REQUIRED ACTION ▸
Answer these questions using the essay on Hans Selye's book below:
1. In what year and city was Hans Selye born?
2. Where was the medical school the writer applied to after first reading the book?
3. Where was the writer sent for a summer fellowship after graduation?

SOURCE TEXT ▸

+++++

Penn State

Andras Hajnal - associate professor of neural and behavioral sciences, Penn State College of Medicine, The Milton S. Hershey Medical Center

Book Title: From Dream to Discovery; on being a Scientist

Author: Hans Selye

Book Description:

This charismatic autobiography was written by Hans Selye, the famous Canadian physiologist endocrinologist, who was born in 1907 in Vienna. Selye was perhaps the last pioneer of the golden age of physiology that included giants like Claude Bernard and Walter Cannon. Selye is most known for his works on the general adaptation syndrome (GAS), specifying glucocorticoids action, and for coining the term stress. However, his contribution to science exceeds these actual discoveries. Selye proposed a general model of adaptation that can be applied to any level of living organism: from cells to complex neural networks. A direct link between his ideas and contemporary homeostasis theories is evident. Working on the pathology of eating and body weight regulation as a systems neuroscientist, the concepts of Selye is a heuristic for my research.

Selye’s book had a great impact not only on my career decision but also in formulating the way I think about the living organisms, the function of the body, and nature in general. More practically, this book has followed me through my life and brought upon miraculous turns.

I was first introduced to this book not by my beloved biology teacher of my gymnasium class (European equivalent of grammar school) back in Hungary, but a girl from the senior class whom I admired for her intellectual charm and wit. At that time, I had just entered my Junior year and aspired for a career in physics/astronomy and philosophy fields. After reading Selye’s book, I decided to pursue a career as a physiologist and applied to medical school in Pecs, Hungary.

I was a second year medical student when I reread this book, but by then I felt more of an insider to science and better positioned to fulfill my desire for making medical discoveries. At the year-end colloquium, a tough one-on-one oral exam with the chair of the Physiology Department, my examiner Professor Endre Grastyan, former Rockefeller Fellow, and internationally recognized for his behavioral science research, challenged me on Claude Bernard's theory of homeostasis. Luckily enough, I managed to shift the discussion to Hans Selye’s work. This segue earned me a great grade and an offer for a hard-to-get teaching assistant position in medical physiology. a few years later, after my graduation, I got an academic position there, and was sent for a summer fellowship to Claude Bernard’s former lab at the College de France in Paris. After six more years working towards my Ph.D. in neuroscience with a thesis related to homeostatic/motivational mechanism. I have arrived at the Penn State College of Medicine with Selye’s book in my suitcase.

+++++

DATA SEGMENT ▸
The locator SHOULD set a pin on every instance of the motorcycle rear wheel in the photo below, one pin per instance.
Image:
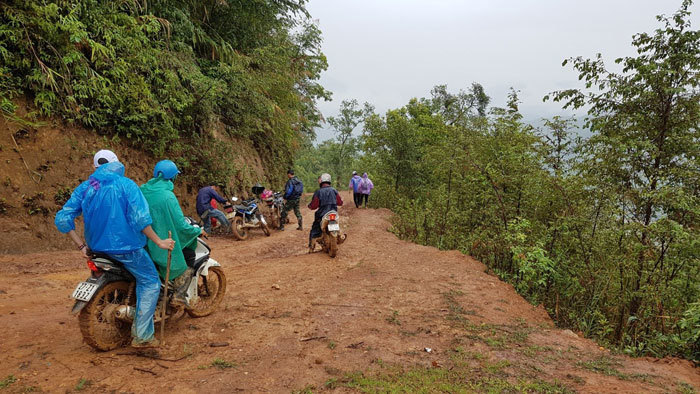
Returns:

+++++

EXERCISE RESPONSE ▸
1. Selye was born in 1907 in Vienna.
2. The medical school was in Pecs, Hungary.
3. The writer was sent to Claude Bernard's former lab at the College de France in Paris.